→ **The problem**:
Render all the records below as a Markdown table with the columns Row and Line. Give each line its own numbered row and leave out blank lines.
"""
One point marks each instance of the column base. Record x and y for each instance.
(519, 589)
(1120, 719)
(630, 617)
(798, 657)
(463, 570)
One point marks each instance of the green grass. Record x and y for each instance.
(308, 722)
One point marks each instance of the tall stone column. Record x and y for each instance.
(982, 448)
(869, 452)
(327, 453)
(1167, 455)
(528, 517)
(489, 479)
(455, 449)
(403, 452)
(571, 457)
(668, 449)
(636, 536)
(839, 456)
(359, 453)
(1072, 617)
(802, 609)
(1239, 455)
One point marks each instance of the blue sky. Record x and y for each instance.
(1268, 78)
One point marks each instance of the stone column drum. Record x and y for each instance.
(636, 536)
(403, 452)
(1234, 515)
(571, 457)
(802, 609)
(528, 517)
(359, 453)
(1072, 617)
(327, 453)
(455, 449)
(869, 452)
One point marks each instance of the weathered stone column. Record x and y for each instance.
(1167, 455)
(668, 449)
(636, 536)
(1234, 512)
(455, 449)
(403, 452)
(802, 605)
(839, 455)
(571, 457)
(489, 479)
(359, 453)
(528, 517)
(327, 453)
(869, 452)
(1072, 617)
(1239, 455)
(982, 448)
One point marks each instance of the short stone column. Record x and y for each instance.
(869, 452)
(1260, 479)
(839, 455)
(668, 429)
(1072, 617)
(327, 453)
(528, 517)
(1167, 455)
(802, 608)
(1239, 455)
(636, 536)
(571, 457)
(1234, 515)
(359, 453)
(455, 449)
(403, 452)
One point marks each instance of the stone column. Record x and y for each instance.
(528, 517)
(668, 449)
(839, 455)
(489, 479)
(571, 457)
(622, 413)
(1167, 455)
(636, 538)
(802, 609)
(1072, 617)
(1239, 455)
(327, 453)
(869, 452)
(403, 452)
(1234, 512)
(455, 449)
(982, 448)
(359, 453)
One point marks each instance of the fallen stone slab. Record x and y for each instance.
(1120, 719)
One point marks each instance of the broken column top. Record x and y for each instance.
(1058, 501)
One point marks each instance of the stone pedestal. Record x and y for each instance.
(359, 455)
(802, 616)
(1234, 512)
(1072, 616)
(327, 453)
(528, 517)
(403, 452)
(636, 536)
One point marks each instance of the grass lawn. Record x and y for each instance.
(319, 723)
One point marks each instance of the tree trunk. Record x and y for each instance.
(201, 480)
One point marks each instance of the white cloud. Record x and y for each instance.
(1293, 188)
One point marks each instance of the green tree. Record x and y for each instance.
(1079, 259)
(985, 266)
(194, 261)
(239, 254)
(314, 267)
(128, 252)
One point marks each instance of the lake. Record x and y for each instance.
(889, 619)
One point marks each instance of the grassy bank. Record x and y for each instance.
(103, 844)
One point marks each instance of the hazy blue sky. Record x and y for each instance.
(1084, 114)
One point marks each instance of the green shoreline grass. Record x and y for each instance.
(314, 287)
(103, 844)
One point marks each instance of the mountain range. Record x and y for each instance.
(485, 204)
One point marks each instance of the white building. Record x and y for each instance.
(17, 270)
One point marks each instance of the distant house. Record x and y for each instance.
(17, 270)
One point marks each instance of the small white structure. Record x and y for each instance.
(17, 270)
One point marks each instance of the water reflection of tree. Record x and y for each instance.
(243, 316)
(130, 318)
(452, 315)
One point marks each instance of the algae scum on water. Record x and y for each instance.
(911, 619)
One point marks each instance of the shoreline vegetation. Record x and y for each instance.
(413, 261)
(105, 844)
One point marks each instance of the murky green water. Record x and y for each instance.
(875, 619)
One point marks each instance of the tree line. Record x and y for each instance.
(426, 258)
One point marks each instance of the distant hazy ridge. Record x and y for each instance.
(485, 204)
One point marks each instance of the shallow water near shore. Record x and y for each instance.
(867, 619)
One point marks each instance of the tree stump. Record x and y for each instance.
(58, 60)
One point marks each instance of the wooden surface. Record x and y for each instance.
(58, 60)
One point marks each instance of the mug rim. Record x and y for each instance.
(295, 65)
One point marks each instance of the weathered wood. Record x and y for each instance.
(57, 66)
"""
→ **Expected output**:
| Row | Line |
|---|---|
| 1 | One point marks each instance of the column base. Record x and y for each instance. |
| 2 | (519, 589) |
| 3 | (1120, 719) |
| 4 | (630, 617) |
| 5 | (798, 657) |
| 6 | (463, 570) |
| 7 | One point marks each instance of the green grass. Record x and y for each instance. |
| 8 | (308, 722) |
| 9 | One point marks each instance of the tall stone column. Record x and y for each instance. |
| 10 | (982, 448) |
| 11 | (869, 452) |
| 12 | (327, 453) |
| 13 | (1167, 455) |
| 14 | (528, 517) |
| 15 | (489, 479) |
| 16 | (455, 449) |
| 17 | (403, 452) |
| 18 | (571, 457) |
| 19 | (668, 449) |
| 20 | (636, 536) |
| 21 | (839, 456) |
| 22 | (359, 453) |
| 23 | (1072, 617) |
| 24 | (802, 609) |
| 25 | (1239, 455) |
| 26 | One point marks each instance of the blue sky. Record x and y for each instance. |
| 27 | (1268, 78) |
| 28 | One point marks each instance of the stone column drum. Record x and y for each instance. |
| 29 | (636, 536) |
| 30 | (403, 452) |
| 31 | (1234, 515) |
| 32 | (571, 457) |
| 33 | (802, 609) |
| 34 | (528, 517) |
| 35 | (359, 453) |
| 36 | (1072, 617) |
| 37 | (327, 453) |
| 38 | (455, 449) |
| 39 | (869, 452) |
| 40 | One point marks each instance of the weathered stone column. Record x and y for each instance. |
| 41 | (1167, 455) |
| 42 | (668, 449) |
| 43 | (636, 536) |
| 44 | (1234, 512) |
| 45 | (455, 449) |
| 46 | (403, 452) |
| 47 | (802, 605) |
| 48 | (839, 455) |
| 49 | (571, 457) |
| 50 | (489, 479) |
| 51 | (359, 453) |
| 52 | (528, 517) |
| 53 | (327, 453) |
| 54 | (869, 452) |
| 55 | (1072, 617) |
| 56 | (1239, 455) |
| 57 | (982, 448) |
| 58 | One point marks each instance of the short stone column. Record x and y for each instance. |
| 59 | (869, 452) |
| 60 | (1260, 479) |
| 61 | (839, 455) |
| 62 | (668, 429) |
| 63 | (1072, 617) |
| 64 | (327, 453) |
| 65 | (528, 517) |
| 66 | (1167, 455) |
| 67 | (802, 608) |
| 68 | (1239, 455) |
| 69 | (636, 536) |
| 70 | (571, 457) |
| 71 | (1234, 515) |
| 72 | (359, 453) |
| 73 | (455, 449) |
| 74 | (403, 452) |
| 75 | One point marks each instance of the stone column. Record x and y for each instance. |
| 76 | (528, 517) |
| 77 | (668, 449) |
| 78 | (839, 455) |
| 79 | (489, 479) |
| 80 | (571, 457) |
| 81 | (622, 413) |
| 82 | (1167, 455) |
| 83 | (636, 538) |
| 84 | (802, 609) |
| 85 | (1072, 617) |
| 86 | (1239, 455) |
| 87 | (327, 453) |
| 88 | (869, 452) |
| 89 | (403, 452) |
| 90 | (1234, 512) |
| 91 | (455, 449) |
| 92 | (982, 448) |
| 93 | (359, 453) |
| 94 | One point marks each instance of the fallen stone slab. Record x and y for each instance. |
| 95 | (1120, 719) |
| 96 | One point marks each instance of the broken column top. Record x and y for each instance. |
| 97 | (1058, 501) |
| 98 | One point marks each instance of the stone pedestal. Record x and y for each instance. |
| 99 | (359, 455) |
| 100 | (802, 616) |
| 101 | (1234, 512) |
| 102 | (1072, 616) |
| 103 | (327, 453) |
| 104 | (528, 517) |
| 105 | (403, 452) |
| 106 | (636, 536) |
| 107 | One point marks each instance of the grass lawn. Record x and y for each instance. |
| 108 | (319, 723) |
| 109 | One point marks each instance of the tree trunk. Record x and y for each instance. |
| 110 | (201, 480) |
| 111 | One point marks each instance of the white cloud. Record x and y for each instance. |
| 112 | (1293, 188) |
| 113 | One point marks each instance of the green tree. Record x and y for each instance. |
| 114 | (1079, 259) |
| 115 | (985, 266) |
| 116 | (194, 261) |
| 117 | (239, 254) |
| 118 | (314, 267) |
| 119 | (128, 252) |
| 120 | One point marks each instance of the lake. Record x and y for each instance. |
| 121 | (889, 619) |
| 122 | One point marks each instance of the grassy bank. Record x and y for each instance. |
| 123 | (103, 844) |
| 124 | One point marks each instance of the hazy blue sky. Record x and y for each instance. |
| 125 | (1084, 114) |
| 126 | One point marks each instance of the green shoreline grass. Record x and y for each instance. |
| 127 | (314, 287) |
| 128 | (103, 844) |
| 129 | One point marks each instance of the mountain range. Record x and y for each instance. |
| 130 | (485, 204) |
| 131 | One point marks each instance of the white building. Record x and y for each instance. |
| 132 | (17, 270) |
| 133 | One point marks each instance of the distant house. Record x and y for each instance. |
| 134 | (17, 270) |
| 135 | One point marks each instance of the small white structure. Record x and y for each instance. |
| 136 | (17, 270) |
| 137 | One point marks each instance of the water reflection of tree. Record x and y for each instance. |
| 138 | (243, 316) |
| 139 | (130, 318) |
| 140 | (452, 315) |
| 141 | One point marks each instance of the algae scum on water. Record x and y for each instance. |
| 142 | (911, 619) |
| 143 | One point marks each instance of the shoreline vegetation. Record x and y for each instance. |
| 144 | (413, 261) |
| 145 | (105, 844) |
| 146 | One point marks each instance of the murky green water. Record x and y for each instance. |
| 147 | (875, 619) |
| 148 | One point marks each instance of the tree line. Record x and y for each instance. |
| 149 | (426, 258) |
| 150 | One point marks each instance of the distant hazy ridge. Record x and y for each instance. |
| 151 | (485, 204) |
| 152 | One point marks each instance of the shallow water near shore. Record x and y for each instance. |
| 153 | (867, 619) |
| 154 | One point marks each instance of the tree stump. Record x and y for each instance. |
| 155 | (58, 60) |
| 156 | One point marks each instance of the wooden surface. Record x and y for each instance. |
| 157 | (58, 60) |
| 158 | One point marks each instance of the mug rim. Record x and y for each instance. |
| 159 | (295, 65) |
| 160 | One point marks each instance of the weathered wood. Record x and y for each instance. |
| 161 | (57, 66) |